_Directions_
List every line in the entries below that contains the word "blue", copying each such line in full. Case counts, so a capitalized form does not match.

═══ Provided records

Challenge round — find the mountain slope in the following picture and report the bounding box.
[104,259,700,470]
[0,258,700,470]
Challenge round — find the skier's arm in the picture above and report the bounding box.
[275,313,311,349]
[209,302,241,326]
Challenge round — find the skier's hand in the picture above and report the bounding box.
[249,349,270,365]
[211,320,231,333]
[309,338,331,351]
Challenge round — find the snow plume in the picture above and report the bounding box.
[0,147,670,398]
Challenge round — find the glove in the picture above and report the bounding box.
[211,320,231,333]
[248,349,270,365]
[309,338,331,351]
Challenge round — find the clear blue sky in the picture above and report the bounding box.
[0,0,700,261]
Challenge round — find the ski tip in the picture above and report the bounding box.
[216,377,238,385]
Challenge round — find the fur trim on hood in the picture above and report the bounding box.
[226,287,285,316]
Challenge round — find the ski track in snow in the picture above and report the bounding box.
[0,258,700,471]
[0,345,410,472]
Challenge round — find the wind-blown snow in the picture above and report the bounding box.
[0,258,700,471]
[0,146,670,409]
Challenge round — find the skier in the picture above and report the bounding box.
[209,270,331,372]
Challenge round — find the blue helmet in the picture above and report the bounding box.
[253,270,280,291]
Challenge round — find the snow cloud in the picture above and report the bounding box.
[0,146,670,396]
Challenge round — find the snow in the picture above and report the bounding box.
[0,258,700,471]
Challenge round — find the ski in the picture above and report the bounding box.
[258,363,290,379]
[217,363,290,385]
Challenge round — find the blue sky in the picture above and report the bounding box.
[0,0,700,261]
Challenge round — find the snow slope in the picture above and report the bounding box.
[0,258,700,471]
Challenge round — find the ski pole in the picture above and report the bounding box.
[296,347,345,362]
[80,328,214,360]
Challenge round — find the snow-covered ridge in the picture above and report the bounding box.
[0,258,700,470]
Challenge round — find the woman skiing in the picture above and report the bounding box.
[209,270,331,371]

══════

_Response for this exercise_
Challenge round — find the clear blue sky in the picture above and report the bounding box.
Challenge round — find the blue helmet in the picture above and report the bounding box.
Challenge round — find the blue sky in the picture above and report the bounding box.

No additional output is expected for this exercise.